■ **SHORT EXERCISE**:
Begin at the line that has "Would you please identify the ripple" and stop after the line that has "column 34, row 743". Rewrite those lines with "identify" replaced by "locate", leaving everything else unchanged.

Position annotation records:
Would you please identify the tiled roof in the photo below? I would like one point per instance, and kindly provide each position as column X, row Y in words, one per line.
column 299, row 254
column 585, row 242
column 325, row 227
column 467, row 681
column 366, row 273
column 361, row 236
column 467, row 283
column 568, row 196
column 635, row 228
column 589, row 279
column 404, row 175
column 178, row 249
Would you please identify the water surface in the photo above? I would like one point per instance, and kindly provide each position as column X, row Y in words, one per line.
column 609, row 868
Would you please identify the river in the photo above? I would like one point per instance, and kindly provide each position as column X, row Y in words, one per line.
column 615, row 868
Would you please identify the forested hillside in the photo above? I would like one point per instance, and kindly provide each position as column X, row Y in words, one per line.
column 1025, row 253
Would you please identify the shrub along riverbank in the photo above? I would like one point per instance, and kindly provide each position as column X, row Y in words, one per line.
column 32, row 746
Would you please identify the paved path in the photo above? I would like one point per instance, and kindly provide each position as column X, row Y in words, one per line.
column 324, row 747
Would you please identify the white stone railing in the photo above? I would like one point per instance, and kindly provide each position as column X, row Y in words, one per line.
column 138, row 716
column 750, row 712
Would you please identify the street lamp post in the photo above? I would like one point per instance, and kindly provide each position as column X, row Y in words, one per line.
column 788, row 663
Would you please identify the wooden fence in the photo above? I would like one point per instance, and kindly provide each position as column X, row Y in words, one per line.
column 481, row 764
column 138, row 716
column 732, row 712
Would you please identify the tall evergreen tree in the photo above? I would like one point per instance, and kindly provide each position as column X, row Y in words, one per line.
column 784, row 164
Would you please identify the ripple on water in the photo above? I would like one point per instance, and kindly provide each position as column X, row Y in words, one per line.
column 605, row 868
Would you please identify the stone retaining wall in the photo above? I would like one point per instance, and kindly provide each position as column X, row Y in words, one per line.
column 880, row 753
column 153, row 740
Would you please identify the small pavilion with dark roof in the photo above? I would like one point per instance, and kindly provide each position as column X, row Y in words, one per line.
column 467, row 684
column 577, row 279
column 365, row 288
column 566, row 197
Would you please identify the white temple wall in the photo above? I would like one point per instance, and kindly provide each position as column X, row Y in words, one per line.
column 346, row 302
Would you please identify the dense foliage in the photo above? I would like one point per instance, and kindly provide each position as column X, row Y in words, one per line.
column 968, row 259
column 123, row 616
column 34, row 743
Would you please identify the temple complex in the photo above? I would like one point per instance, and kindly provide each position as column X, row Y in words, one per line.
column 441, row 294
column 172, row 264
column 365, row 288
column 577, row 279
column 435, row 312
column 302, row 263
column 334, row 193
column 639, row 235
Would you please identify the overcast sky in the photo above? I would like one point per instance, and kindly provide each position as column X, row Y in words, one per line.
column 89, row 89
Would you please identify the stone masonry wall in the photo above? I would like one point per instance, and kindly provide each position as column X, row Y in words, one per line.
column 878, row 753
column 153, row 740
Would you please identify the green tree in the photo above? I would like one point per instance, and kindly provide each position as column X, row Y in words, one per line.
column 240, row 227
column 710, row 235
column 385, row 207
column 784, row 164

■ **OUTPUT BELOW**:
Would you please locate the ripple on water in the photo above? I would like one point per instance, and kindly provide each position as column X, row Y in words, one per line.
column 605, row 868
Would you please locate the stone retaining wall in the photo above? I would like one point per instance, and kindly provide each position as column X, row Y in words, one per line.
column 880, row 753
column 153, row 740
Would you please locate the small pavilion with dark roof in the photo above? I would like one point per instance, and kindly provide each position as column X, row Y in words, one per line.
column 467, row 684
column 577, row 279
column 365, row 288
column 566, row 197
Would you please locate the white temple wall in the photo above? I would like one point per instance, and kindly provide each position as column X, row Y in words, one per line.
column 346, row 302
Would you please locate the dense foliage in the photo above? I would like one point per instance, and kindly provide each position as column X, row Y in words, one per line.
column 968, row 259
column 123, row 616
column 34, row 743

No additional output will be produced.